Lettre ouverte à l’attention de M. Mamadou Tandja, Président de la République du Niger

25/05/2005
Communiqué

Monsieur le Président,

L’Observatoire pour la protection des droits de l’Homme, programme conjoint de la Fédération internationale des ligues des droits de l’Homme (FIDH) et de l’Organisation mondiale contre la torture (OMCT), est vivement préoccupé par le maintien en détention, depuis près d’un mois, de deux dirigeants de l’association Timidria, ainsi que des représailles dont ont récemment été victimes les défenseurs des droits de l’Homme au Niger.

Selon les informations reçues par la Coordination nationale du Comité de réflexion et d’orientation indépendant pour la sauvegarde des acquis démocratiques (CROISADE), M. Ilguilas Weila, président du bureau exécutif national de Timidria - une association de lutte contre la pratique de l’esclavage au Niger -, et M. Alassane Bigga, secrétaire général adjoint de la section régionale de Tillaberi de Timidria, ont été interpellés le 28 avril 2005 par la brigade de recherche de la gendarmerie nationale de Niamey. Ils ont été arrêtés en compagnie de M. Mohamed Ag Almouner, maire de la commune rurale d’Inatès et ancien membre de Timidria, M. Ihibi Allad, adjoint au maire d’Inatès, M. Mohamed Algou, conseiller technique au secrétariat général du gouvernement, et M. Arrisal Ag Amdagh, chef de Groupement nomade de Tahabanatt (Inatès, une localité située au nord-ouest de la région de Tillabery, qui regroupe près de 10.000 habitants).

Selon les informations reçues, leur arrestation serait liée à l’affaire dite d’Inatès dans le cadre de laquelle, les 21 et 28 septembre 2004, Timidria a reçu deux lettres de M. Arrisal Ag Amdagh sollicitant son aide afin d’intercéder auprès de ses partenaires pour un appui en vue de la réinsertion socio-économique de 7.000 habitants d’Inatès considérés comme esclaves.
------
→ **Travail demandé**: Recopiez à l'identique le passage de la lettre ouverte allant de « L’Observatoire pour la » à « l’Homme au Niger. ».

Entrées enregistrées
------
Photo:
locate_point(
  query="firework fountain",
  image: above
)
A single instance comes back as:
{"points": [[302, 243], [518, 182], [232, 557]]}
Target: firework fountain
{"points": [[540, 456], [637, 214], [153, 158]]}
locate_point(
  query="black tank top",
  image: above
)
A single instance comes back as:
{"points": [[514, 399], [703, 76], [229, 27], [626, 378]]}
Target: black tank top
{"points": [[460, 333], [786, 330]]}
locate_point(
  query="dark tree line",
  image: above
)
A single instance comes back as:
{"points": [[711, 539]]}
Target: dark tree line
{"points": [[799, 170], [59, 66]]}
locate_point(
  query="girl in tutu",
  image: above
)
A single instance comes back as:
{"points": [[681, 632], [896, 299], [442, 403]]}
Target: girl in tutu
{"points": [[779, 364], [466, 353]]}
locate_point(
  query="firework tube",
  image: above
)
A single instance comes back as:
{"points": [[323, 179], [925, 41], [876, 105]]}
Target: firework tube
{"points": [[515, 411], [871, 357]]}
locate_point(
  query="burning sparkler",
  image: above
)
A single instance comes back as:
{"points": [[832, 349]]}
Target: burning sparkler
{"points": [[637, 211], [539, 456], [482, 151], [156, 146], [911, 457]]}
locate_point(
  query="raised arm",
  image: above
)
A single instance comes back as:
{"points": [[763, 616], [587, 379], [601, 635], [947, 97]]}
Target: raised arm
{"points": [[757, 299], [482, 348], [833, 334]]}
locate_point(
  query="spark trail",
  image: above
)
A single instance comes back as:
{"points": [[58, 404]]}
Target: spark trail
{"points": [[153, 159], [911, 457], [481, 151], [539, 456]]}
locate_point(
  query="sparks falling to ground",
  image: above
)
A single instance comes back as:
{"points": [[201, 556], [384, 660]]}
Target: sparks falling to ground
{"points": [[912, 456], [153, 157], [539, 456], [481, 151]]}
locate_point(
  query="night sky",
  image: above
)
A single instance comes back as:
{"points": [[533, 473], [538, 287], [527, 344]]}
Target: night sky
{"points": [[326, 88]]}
------
→ **Corrigé**:
L’Observatoire pour la protection des droits de l’Homme, programme conjoint de la Fédération internationale des ligues des droits de l’Homme (FIDH) et de l’Organisation mondiale contre la torture (OMCT), est vivement préoccupé par le maintien en détention, depuis près d’un mois, de deux dirigeants de l’association Timidria, ainsi que des représailles dont ont récemment été victimes les défenseurs des droits de l’Homme au Niger.